Local couple’s lives warmed by the presence of rescued dogs
January 18, 2010
The sign on the door at Kathy and Tim Osborn's Craig home greets visitors with the words, "Welcome to the zoo."
To the contrary, the scene inside the house is almost serene, as Kathy sits in a green leather chair, surrounded by deep green walls with dark pinewood trim.
At her feet is Gunther, a 130-pound bull mastiff. A schnauzer poodle mix, Homer, lies on a nearby chair.
Only Walter, a Shih Tzu, wanders around, his bulging eyes watching Kathy's every move.
"My favorite part of evening is when I'm just sitting here, and I look around and I just see a bunch of quiet, content dogs," Kathy said.
The only thing different about a usual evening in the Osborn house is that there usually are more dogs, all rescued in some form or another, strewn around on chairs and empty patches of floor.
From a slinky border collie — who Kathy says is the "alpha dog" — to Slim, an enormous black lab and German shepherd mix, the Osborn family has expanded throughout the years to include any dog that gravitates toward them.
"We don't pick them, they pick us," Kathy said. "They just seem to find our family. We have an uncanny ability to end up with dogs with medical issues. Right now, we're in the middle of a dog with rectal cancer, and we're struggling with that."
The number of dogs fluctuates, but Kathy said she's always been able to count her canine friends on both hands.
She said her home can sometimes feel like a zoo, when all the dogs and the family's three cats are wound up and tromping around the living room.
"We go through a lot of vacuum bags and poop bags," she said. "Now, when I clean, I check the ceiling for Gunther's drool."
Even with a handful of dogs young and old, the Osborns manage to keep track of every birthday.
Since the dogs are all adopted, they usually figure out their ages and assign them a random date to celebrate once a year.

▬▬▬

- [Work to be completed]
Which dogs are named in the article about the Osborns' rescued dogs, and what breed or mix is each one?

▬▬▬

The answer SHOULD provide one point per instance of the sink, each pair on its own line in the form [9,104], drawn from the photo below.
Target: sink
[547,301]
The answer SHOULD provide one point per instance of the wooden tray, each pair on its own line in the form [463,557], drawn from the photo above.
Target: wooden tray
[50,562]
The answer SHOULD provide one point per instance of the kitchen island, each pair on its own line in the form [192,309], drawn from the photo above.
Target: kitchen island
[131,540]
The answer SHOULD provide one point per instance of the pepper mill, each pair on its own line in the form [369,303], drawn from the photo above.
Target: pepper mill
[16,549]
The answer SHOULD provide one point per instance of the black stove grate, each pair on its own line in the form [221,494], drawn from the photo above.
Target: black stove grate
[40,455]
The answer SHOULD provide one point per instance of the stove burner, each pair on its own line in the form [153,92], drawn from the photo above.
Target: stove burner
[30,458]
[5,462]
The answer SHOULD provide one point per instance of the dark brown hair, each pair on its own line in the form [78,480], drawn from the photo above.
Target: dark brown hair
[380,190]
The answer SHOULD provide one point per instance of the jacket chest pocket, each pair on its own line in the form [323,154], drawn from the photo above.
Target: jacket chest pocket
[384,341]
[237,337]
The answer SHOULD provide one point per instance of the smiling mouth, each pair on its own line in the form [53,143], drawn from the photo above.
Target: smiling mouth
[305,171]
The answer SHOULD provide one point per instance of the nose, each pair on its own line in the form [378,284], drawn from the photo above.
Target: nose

▬▬▬

- [Completed task]
- Gunther: a 130-pound bull mastiff
- Homer: a schnauzer poodle mix
- Walter: a Shih Tzu
- Slim: an enormous black lab and German shepherd mix